### CONSIGNE 1
Répondez aux questions suivantes à l'aide de l'extrait ci-dessous consacré à la brochure Salaire, prix et profit :
(a) À quelle date John Weston propose-t-il au Conseil central d'engager le débat ?
(b) Quel métier Marx attribue-t-il à Weston dans sa lettre à Engels ?
(c) Dans quelle publication Weston défend-il constamment ses deux propositions ?

__________________________________________________

Marx, à mesure- 37: K. Marx, Salaire, prix et profit.

Marx, à mesure20 novembre 2023

La brochure de Marx connue sous le titre Salaire, prix et profit résulte d’une controverse au sein du Conseil central de la Première Internationale.

 

Le 4 avril 1865, John Weston, owéniste[1] de conviction, propose au Conseil central d’engager un débat sur deux questions fondamentales : 1. la situation sociale et matérielle de la classe ouvrière dans son ensemble peut elle s’améliorer par suite d’une hausse de salaires ?, et 2 : Les efforts des syndicats en vue d’obtenir une hausse des salaires n’ont-ils pas un effet néfaste pour ce qui est des autres secteurs de l’industrie ? Il annonce qu’il défendra une réponse négative à la première question, et une réponse positive à la seconde[2].

 

John Weston prononcera son exposé les 2 et 23 mai 1865.

 

Marx signale l’événement à Engels dans sa lettre du 20 mai 1865 :

 

« Ce soir, séance extraordinaire de l’International. Un bon vieux type, ancien partisan d’Owen, Weston (charpentier de son état) a émis les deux propositions qu’il défend constamment dans le Bee-Hive : 1. Qu’une hausse générale des salaires ne servirait de rien aux ouvriers. 2. Que, pour cette raison entre autres, les syndicats ont une action néfaste.  Si ces deux thèses, auxquelles il est le seul à croire dans notre société, étaient adoptées, nous serions dans de beaux draps, tant à cause des Trades-Unions d’ici que de l’épidémie de grèves qui sévit à présent sur le continent.

 

A cette occasion, il sera soutenu – cette séance étant également ouverte aux non membres – par un Anglais de naissance qui a écrit une brochure dans le même esprit. On s’attend naturellement à une réfutation de ma part. J’aurais dû préparer soigneusement ma réplique pour ce soir, mais j’ai estimé qu’il était plus important de continuer à travailler mon livre[3] et il faudra m’en remettre à l’improvisation.

 

Bien entendu, je connais d’avance les deux points essentiels :

 

  1. Que le salaire détermine la valeur des marchandises;
  2. Que si les capitalistes paient aujourd’hui 5 sh. au lieu de 4, ils vendront demain (mis en mesure de le faire en raison de l’accroissement de la demande) leurs marchandises pour 5 sh. au lieu de 4.

 

Ceci a beau être banal et ne toucher que l’aspect le plus superficiel du phénomène, il n’en reste pas moins qu’il n’est guère facile d’exposer à des ignorants toutes les questions économiques qui agissent concurremment dans ce cas. On ne peut condenser tout un cours d’économie politique en une heure. Nous ferons de notre mieux[4]. ».

 

La séance extraordinaire du Conseil central convoquée pour débattre des questions de Weston se tint le 20 mai 1860 au soir.

__________________________________________________

### CONSIGNE 2
Parmi les entrées enregistrées ci-dessous, recopiez à l'identique tout ce qui va de la ligne contenant « Target | eyelash » jusqu'à la ligne contenant « x=242 y=244 », ces deux lignes incluses.

### Entrées enregistrées
__________________________________________________

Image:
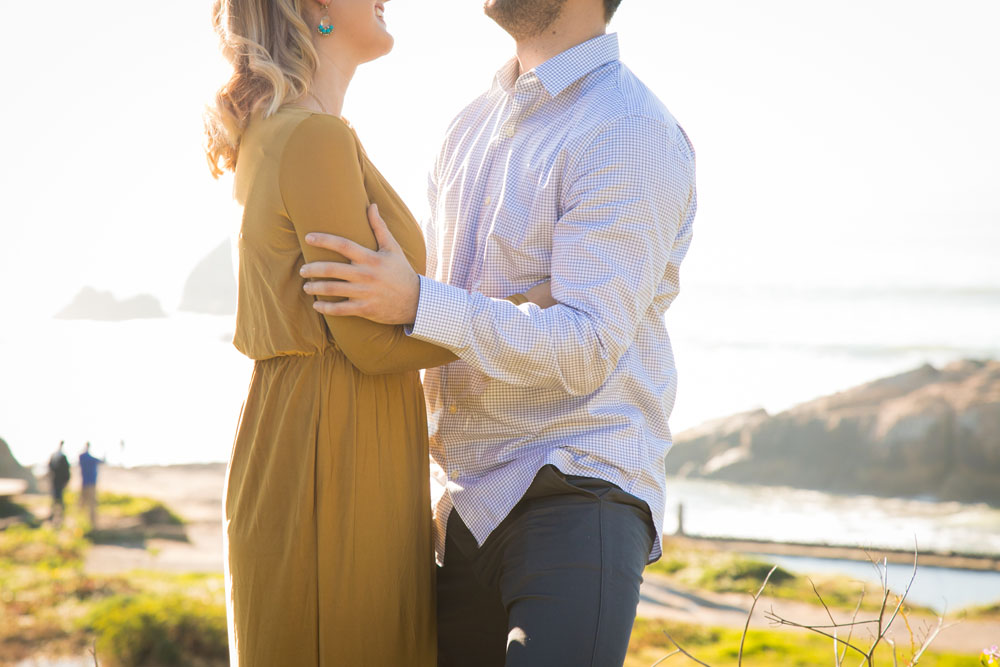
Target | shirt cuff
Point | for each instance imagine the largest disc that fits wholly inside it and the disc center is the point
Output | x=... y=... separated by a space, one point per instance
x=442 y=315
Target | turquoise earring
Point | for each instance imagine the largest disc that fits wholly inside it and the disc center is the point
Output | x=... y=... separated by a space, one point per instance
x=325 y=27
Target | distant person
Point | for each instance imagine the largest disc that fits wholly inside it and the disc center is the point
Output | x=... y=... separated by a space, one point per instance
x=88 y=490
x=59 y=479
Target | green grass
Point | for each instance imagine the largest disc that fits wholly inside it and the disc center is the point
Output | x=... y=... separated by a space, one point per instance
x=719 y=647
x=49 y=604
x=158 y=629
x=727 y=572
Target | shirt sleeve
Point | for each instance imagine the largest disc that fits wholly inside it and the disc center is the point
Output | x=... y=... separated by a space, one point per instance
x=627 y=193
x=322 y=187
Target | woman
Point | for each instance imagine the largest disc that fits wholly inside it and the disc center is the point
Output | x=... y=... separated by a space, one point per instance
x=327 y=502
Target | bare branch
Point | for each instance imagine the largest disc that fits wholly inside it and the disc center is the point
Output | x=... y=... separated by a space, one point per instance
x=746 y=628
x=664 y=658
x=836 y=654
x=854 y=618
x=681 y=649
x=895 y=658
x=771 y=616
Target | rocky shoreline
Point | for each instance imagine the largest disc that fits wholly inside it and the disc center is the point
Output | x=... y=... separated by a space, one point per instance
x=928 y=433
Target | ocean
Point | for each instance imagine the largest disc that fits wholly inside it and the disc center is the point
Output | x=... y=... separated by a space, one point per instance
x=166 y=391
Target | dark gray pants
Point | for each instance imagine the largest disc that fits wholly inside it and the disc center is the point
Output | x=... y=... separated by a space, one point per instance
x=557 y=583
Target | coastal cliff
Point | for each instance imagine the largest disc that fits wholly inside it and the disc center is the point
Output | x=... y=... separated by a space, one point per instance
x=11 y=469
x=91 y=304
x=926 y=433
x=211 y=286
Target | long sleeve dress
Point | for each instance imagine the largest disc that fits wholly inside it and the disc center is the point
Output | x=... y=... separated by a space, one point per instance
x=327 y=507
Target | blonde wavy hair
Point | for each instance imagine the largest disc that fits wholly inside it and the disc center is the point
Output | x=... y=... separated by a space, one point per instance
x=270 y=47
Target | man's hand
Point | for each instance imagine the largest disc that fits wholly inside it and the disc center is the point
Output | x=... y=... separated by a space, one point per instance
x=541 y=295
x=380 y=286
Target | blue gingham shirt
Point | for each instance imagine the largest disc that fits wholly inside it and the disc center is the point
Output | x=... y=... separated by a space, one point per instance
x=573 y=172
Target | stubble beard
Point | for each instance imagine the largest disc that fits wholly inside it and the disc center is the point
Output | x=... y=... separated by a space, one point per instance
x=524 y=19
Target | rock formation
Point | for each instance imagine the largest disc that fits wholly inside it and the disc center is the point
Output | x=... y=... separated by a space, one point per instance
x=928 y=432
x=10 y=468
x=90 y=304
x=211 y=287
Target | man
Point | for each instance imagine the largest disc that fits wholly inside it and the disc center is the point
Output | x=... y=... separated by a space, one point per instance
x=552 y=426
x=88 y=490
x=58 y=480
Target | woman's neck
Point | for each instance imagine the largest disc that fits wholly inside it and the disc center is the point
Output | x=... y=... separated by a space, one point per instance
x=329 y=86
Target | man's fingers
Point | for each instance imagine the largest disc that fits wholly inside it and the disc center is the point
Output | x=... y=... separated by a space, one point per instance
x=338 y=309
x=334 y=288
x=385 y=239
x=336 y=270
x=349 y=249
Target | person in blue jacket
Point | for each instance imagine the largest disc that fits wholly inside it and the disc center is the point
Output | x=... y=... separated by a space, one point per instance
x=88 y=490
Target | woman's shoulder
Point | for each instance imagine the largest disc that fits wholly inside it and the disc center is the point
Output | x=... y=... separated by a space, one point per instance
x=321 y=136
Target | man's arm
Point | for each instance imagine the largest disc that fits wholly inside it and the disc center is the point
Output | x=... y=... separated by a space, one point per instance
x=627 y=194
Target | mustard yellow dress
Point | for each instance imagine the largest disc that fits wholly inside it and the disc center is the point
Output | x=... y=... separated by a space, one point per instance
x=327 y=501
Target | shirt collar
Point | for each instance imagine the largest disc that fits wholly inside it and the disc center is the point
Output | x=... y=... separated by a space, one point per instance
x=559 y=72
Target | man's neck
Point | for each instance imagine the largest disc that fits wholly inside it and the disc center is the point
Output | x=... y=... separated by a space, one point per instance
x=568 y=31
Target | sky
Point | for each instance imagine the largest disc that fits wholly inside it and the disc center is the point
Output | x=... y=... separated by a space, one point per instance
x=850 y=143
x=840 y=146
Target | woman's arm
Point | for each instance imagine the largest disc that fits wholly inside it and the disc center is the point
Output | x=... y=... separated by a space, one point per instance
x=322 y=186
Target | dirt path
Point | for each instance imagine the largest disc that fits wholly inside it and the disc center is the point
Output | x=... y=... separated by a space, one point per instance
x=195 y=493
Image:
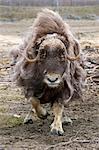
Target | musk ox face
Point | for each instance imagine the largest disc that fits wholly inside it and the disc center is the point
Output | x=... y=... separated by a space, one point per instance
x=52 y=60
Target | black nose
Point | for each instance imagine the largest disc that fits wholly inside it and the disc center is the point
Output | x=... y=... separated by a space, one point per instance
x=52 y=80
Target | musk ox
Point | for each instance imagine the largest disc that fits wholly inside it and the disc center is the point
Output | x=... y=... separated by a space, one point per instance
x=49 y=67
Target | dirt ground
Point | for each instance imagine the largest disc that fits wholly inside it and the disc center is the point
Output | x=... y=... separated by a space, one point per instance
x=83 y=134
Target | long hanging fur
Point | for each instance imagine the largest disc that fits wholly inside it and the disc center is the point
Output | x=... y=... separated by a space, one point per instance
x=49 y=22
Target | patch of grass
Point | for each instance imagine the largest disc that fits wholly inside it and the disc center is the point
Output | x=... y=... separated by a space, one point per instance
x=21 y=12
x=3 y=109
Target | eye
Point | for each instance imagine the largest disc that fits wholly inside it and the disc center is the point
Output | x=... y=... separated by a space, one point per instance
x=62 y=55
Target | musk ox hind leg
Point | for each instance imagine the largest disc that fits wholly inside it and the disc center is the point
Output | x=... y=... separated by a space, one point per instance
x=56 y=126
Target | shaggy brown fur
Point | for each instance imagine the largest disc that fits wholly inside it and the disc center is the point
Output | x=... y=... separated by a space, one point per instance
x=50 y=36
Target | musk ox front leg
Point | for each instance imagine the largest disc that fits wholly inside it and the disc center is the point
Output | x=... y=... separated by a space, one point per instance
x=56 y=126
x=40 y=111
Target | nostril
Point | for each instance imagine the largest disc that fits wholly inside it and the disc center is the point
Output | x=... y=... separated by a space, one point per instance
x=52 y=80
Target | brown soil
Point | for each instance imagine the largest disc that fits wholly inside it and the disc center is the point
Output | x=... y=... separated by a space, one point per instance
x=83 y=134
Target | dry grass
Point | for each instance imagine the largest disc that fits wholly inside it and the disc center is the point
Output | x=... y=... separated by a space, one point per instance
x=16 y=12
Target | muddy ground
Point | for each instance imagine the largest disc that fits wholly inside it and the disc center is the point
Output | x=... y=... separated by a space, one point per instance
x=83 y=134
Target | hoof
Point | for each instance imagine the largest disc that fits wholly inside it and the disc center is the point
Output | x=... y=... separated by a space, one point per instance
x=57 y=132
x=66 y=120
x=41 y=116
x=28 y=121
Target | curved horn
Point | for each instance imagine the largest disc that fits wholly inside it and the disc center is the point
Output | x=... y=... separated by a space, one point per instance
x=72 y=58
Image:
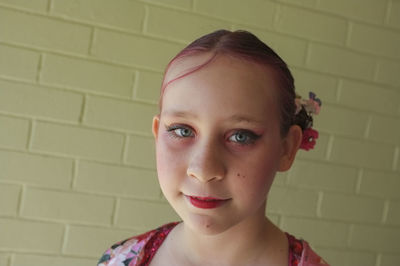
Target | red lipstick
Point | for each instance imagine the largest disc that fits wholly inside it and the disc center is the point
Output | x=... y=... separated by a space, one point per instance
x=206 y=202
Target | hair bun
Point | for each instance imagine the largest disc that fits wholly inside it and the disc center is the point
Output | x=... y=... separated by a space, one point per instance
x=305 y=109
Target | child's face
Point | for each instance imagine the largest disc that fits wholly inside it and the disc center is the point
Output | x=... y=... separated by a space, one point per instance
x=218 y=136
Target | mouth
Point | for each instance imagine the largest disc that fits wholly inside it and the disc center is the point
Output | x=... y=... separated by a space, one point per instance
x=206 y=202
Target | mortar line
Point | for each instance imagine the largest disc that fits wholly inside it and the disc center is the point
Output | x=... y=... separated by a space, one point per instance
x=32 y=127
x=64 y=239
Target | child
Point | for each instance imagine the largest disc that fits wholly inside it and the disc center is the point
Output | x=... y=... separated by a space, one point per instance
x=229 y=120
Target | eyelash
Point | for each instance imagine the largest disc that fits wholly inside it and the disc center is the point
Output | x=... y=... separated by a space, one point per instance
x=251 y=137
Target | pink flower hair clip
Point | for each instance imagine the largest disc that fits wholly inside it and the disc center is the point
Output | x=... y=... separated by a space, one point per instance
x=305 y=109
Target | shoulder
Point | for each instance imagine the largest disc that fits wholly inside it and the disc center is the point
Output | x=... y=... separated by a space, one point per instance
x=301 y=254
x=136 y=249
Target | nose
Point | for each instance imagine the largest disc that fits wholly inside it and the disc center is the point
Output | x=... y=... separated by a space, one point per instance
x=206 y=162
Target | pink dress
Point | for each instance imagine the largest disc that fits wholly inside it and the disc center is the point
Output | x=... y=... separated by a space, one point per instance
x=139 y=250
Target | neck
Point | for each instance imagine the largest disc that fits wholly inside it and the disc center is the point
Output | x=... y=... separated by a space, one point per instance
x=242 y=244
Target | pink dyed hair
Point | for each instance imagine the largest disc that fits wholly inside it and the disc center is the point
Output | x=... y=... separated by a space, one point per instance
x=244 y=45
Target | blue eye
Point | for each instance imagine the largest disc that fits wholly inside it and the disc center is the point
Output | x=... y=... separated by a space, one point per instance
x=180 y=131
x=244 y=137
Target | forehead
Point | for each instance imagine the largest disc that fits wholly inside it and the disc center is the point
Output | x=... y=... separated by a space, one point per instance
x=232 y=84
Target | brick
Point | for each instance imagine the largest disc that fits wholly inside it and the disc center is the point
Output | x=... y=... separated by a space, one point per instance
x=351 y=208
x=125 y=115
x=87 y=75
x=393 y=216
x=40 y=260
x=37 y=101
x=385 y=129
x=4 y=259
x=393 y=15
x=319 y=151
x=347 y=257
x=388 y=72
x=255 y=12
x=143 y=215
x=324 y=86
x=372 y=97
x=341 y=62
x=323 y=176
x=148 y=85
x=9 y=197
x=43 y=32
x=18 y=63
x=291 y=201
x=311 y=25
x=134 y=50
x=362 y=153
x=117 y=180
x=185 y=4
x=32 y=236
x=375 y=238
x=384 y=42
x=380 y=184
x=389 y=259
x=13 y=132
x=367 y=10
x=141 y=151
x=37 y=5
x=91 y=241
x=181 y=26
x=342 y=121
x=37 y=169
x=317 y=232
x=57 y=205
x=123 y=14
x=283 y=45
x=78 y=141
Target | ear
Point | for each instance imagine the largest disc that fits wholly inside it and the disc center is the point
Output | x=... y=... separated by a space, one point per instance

__________________________________________________

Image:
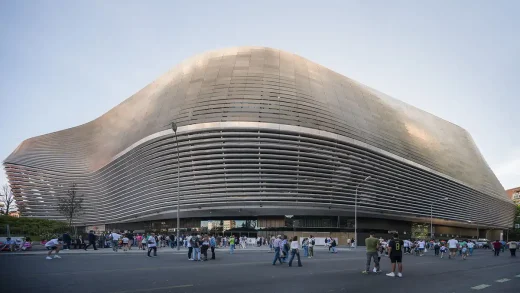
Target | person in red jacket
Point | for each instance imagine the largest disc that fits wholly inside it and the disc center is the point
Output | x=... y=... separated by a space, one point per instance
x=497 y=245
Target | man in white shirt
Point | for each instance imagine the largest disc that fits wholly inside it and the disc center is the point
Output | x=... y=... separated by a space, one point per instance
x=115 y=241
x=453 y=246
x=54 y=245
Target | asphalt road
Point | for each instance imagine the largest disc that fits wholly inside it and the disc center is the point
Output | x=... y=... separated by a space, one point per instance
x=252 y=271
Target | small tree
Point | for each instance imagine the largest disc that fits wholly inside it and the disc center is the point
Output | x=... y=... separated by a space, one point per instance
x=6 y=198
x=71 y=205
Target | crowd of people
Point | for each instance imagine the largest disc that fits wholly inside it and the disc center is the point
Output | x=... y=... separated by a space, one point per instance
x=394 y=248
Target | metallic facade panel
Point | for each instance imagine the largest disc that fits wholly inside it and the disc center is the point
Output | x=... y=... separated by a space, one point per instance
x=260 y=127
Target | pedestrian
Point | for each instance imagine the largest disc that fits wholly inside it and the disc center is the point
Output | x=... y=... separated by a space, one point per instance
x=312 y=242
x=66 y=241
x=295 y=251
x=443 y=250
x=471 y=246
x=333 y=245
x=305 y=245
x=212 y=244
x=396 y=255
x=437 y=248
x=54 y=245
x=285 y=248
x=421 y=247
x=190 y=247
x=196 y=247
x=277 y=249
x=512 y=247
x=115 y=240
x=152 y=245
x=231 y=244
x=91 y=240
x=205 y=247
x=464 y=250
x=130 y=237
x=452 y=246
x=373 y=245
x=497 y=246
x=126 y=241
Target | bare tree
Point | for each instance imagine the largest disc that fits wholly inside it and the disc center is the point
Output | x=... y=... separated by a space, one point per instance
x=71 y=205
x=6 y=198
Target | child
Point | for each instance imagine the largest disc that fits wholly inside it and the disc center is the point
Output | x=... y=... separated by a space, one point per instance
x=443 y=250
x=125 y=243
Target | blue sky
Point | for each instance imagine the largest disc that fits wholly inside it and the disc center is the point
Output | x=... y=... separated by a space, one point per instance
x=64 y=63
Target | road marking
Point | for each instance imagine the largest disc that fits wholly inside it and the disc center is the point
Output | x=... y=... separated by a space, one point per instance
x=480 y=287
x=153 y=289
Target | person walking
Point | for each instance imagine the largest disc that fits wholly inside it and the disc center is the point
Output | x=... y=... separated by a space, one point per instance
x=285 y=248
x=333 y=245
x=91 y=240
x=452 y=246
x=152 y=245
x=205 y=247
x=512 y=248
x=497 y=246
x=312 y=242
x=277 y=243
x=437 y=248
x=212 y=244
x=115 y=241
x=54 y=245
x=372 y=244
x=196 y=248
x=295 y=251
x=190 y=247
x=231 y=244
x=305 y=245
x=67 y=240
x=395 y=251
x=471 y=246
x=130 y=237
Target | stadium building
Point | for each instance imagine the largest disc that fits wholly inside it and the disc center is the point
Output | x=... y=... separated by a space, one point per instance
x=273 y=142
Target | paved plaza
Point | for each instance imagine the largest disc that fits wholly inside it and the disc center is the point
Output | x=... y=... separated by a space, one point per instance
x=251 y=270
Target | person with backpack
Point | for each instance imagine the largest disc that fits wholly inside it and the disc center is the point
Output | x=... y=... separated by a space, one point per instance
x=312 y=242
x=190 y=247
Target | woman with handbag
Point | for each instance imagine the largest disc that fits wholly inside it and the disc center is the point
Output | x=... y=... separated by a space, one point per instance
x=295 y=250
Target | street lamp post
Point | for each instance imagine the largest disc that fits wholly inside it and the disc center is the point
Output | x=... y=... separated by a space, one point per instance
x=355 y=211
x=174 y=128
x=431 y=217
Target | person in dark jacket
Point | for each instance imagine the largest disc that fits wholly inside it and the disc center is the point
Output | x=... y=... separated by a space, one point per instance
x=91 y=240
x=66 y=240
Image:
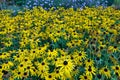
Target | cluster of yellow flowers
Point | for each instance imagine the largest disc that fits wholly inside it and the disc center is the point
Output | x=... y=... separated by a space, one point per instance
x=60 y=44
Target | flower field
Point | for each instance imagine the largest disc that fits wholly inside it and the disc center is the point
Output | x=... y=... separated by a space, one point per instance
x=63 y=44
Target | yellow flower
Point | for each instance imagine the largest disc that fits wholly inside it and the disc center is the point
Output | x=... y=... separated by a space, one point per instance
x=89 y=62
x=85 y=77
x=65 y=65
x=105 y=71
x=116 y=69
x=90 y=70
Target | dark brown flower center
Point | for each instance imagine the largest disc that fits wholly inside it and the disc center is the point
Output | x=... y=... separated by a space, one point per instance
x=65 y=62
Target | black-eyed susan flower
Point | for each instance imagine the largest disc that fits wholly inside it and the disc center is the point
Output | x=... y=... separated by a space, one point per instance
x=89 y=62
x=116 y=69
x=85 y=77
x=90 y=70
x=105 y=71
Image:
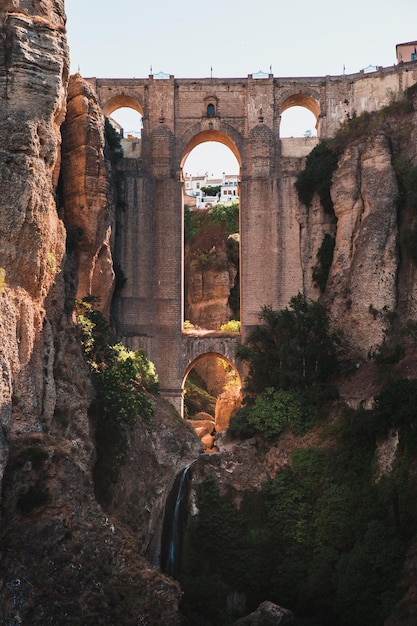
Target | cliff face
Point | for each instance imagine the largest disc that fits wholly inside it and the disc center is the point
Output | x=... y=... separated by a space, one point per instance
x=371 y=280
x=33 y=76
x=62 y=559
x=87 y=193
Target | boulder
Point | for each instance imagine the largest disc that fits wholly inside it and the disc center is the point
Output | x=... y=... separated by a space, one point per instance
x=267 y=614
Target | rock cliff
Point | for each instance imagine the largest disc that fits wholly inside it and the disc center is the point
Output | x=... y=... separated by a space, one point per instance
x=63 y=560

__________________________________________________

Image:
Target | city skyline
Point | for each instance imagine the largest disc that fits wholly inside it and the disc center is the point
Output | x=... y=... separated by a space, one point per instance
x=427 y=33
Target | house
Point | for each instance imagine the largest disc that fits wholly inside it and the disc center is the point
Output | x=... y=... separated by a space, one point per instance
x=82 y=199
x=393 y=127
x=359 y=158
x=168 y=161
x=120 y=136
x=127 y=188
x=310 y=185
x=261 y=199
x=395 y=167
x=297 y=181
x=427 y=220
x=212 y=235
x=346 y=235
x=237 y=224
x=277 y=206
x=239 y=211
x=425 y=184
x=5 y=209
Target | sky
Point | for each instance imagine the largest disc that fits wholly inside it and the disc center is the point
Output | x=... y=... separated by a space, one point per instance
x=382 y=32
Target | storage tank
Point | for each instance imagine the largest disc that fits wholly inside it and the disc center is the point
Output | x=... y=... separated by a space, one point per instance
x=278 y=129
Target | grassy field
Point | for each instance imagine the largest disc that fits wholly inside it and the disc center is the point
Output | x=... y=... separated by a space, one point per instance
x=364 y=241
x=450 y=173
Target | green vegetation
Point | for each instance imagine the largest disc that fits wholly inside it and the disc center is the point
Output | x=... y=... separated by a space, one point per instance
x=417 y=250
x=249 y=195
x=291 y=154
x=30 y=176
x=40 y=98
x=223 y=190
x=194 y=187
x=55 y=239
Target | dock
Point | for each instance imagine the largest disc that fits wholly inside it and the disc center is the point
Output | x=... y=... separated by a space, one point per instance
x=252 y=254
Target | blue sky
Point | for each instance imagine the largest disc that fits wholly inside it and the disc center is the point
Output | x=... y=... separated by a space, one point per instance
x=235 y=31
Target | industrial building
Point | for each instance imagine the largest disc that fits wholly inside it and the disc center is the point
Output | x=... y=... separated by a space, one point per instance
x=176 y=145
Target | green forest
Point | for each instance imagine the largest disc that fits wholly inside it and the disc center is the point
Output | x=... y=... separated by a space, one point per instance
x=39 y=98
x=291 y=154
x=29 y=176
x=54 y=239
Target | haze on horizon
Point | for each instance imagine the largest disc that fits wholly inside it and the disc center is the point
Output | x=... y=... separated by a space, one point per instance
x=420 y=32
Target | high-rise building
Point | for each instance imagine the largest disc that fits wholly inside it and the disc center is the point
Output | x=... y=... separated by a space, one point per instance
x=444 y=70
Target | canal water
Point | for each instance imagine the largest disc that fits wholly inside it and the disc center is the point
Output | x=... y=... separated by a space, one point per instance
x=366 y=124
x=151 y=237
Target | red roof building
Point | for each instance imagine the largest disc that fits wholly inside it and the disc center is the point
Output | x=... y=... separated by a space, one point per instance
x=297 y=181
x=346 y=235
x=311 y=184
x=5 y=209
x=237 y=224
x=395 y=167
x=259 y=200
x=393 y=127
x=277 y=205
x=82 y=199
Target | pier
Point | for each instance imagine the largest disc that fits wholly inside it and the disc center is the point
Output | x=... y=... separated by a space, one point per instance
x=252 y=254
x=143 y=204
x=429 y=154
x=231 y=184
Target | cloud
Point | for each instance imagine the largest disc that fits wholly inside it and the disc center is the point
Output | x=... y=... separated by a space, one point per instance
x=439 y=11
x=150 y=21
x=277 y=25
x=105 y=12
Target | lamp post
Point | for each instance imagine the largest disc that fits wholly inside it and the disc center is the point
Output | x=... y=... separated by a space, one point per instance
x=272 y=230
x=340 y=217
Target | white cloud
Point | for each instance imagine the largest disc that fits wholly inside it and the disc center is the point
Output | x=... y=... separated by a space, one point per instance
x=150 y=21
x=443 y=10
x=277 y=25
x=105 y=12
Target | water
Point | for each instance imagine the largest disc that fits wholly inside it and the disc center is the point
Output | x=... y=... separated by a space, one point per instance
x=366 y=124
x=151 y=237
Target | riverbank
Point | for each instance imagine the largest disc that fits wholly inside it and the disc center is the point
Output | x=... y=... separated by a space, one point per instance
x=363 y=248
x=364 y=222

__________________________________________________

### RÉPONSE 1
(a) Le 4 avril 1865.
(b) Charpentier.
(c) Dans le Bee-Hive.

### RÉPONSE 2
Target | eyelash
Point | for each instance imagine the largest disc that fits wholly inside it and the disc center is the point
Output | x=... y=... separated by a space, one point per instance
x=251 y=137
Target | pink flower hair clip
Point | for each instance imagine the largest disc that fits wholly inside it and the disc center is the point
Output | x=... y=... separated by a space, one point per instance
x=305 y=109
Target | shoulder
Point | for each instance imagine the largest disc that fits wholly inside it and the disc center is the point
Output | x=... y=... separated by a space, one point per instance
x=301 y=254
x=136 y=249
Target | nose
Point | for each instance imagine the largest disc that fits wholly inside it and the disc center is the point
Output | x=... y=... separated by a space, one point per instance
x=206 y=162
Target | pink dress
Point | for each instance imagine the largest disc that fits wholly inside it and the disc center is the point
Output | x=... y=... separated by a space, one point per instance
x=139 y=250
Target | neck
Point | for each instance imagine the largest disc that fits wholly inside it and the disc center is the point
Output | x=... y=... separated by a space, one point per instance
x=242 y=244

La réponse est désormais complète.